(Instructions for the task):
Your job is to copy every record exactly.

(Items from a data source)

>>>

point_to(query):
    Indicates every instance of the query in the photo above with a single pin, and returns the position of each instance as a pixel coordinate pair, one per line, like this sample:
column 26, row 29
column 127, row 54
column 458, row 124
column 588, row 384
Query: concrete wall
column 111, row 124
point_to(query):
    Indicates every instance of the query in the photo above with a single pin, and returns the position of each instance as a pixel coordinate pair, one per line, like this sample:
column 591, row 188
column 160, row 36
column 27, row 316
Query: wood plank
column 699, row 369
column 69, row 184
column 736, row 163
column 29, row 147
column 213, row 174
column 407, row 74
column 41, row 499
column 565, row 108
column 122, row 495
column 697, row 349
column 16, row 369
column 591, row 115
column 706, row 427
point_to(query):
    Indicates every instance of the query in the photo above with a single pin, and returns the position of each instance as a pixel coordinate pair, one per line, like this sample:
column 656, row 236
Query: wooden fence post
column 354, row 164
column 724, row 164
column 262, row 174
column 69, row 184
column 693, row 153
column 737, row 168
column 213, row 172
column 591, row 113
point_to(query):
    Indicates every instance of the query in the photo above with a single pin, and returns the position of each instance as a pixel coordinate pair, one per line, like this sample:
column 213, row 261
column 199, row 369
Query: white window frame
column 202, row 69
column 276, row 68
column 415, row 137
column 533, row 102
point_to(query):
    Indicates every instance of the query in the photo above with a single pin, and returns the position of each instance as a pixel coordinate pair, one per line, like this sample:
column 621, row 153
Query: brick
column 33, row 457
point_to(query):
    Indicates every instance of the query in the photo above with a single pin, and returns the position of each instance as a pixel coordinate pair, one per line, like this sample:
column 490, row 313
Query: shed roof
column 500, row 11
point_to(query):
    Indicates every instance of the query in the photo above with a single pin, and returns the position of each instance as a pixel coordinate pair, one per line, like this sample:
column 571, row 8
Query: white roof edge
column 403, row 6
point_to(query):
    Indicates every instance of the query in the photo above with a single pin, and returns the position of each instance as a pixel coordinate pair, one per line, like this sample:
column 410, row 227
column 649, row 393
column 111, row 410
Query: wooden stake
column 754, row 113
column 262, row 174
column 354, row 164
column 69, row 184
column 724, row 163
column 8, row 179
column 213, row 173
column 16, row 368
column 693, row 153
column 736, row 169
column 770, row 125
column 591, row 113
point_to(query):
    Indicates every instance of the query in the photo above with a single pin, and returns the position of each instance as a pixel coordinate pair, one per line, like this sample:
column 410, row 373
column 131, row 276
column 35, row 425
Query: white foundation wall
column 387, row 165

<<<

(Expected answer):
point_to(query):
    Indicates every instance of the query in the photo above with a single pin, and returns the position of each instance as a pixel coordinate pair, one per line, like this sample:
column 26, row 29
column 127, row 54
column 458, row 124
column 588, row 384
Query: concrete wall
column 111, row 124
point_to(query):
    Indicates every instance of the query in the photo above with a single pin, and returns the position of each instance as a pixel coordinate pair, one per line, like this sample:
column 591, row 188
column 160, row 36
column 27, row 316
Query: wood plank
column 699, row 369
column 69, row 184
column 736, row 163
column 29, row 147
column 213, row 174
column 407, row 74
column 41, row 499
column 565, row 108
column 122, row 495
column 697, row 349
column 16, row 369
column 591, row 115
column 706, row 427
point_to(query):
    Indicates every instance of the query in the photo above with a single pin, and returns the position of each instance as a pixel coordinate pair, one per line, like this sample:
column 656, row 236
Query: wooden fence post
column 354, row 164
column 724, row 164
column 262, row 174
column 69, row 184
column 693, row 153
column 737, row 168
column 213, row 172
column 591, row 113
point_to(query):
    Indicates every instance of the query in the photo above with a single pin, and returns the position of each instance as a pixel coordinate pair, one per line, like this sample:
column 213, row 261
column 199, row 369
Query: white window frame
column 202, row 69
column 276, row 68
column 415, row 137
column 533, row 102
point_to(query):
    Indicates every instance of the query in the photo above with a single pin, and returns the position of each instance as a pixel coordinate pair, one per line, like this sample:
column 621, row 153
Query: brick
column 33, row 457
point_to(query):
    Indicates every instance of the query in the photo above with a single pin, and returns the position of each instance as a pixel coordinate pair, one per line, like this sample:
column 490, row 313
Query: shed roof
column 500, row 11
point_to(query):
    Indicates every instance of the query in the photo above with a single pin, and returns the position of each instance as a pixel coordinate pair, one per line, like this sample:
column 571, row 8
Query: white roof edge
column 403, row 6
point_to(query):
    Indicates every instance of the query in the photo above with a single pin, and returns the position of each instance as a pixel coordinate pair, one per line, like this sample:
column 410, row 227
column 649, row 393
column 111, row 410
Query: wooden stake
column 754, row 113
column 262, row 174
column 354, row 164
column 69, row 184
column 724, row 163
column 8, row 179
column 213, row 173
column 16, row 368
column 693, row 153
column 736, row 169
column 770, row 125
column 591, row 113
point_to(query):
    Indicates every instance of the query in the photo above with a single pin, and returns the position of each instance as a pixel coordinate pair, one per line, like this sample:
column 410, row 373
column 131, row 276
column 35, row 425
Query: white foundation wall
column 387, row 165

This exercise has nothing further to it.